== Obiettivo dell'esercizio ==
Restituisci senza alcuna modifica tutte le righe del materiale, omettendo le immagini.

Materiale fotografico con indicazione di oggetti
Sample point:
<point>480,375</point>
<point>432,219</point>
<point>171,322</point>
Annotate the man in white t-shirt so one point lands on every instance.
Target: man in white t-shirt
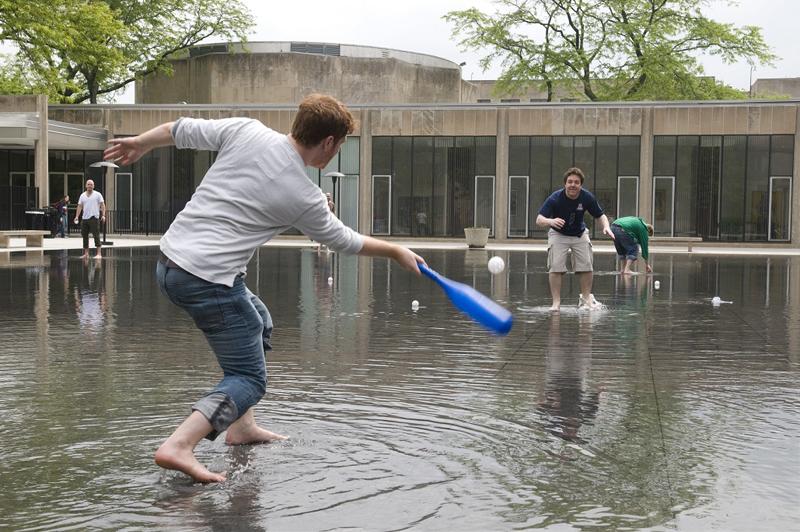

== Risposta al compito ==
Sample point:
<point>480,375</point>
<point>432,219</point>
<point>171,322</point>
Annotate the man in white t-shirt so one point lands on every instance.
Target: man in white t-shirt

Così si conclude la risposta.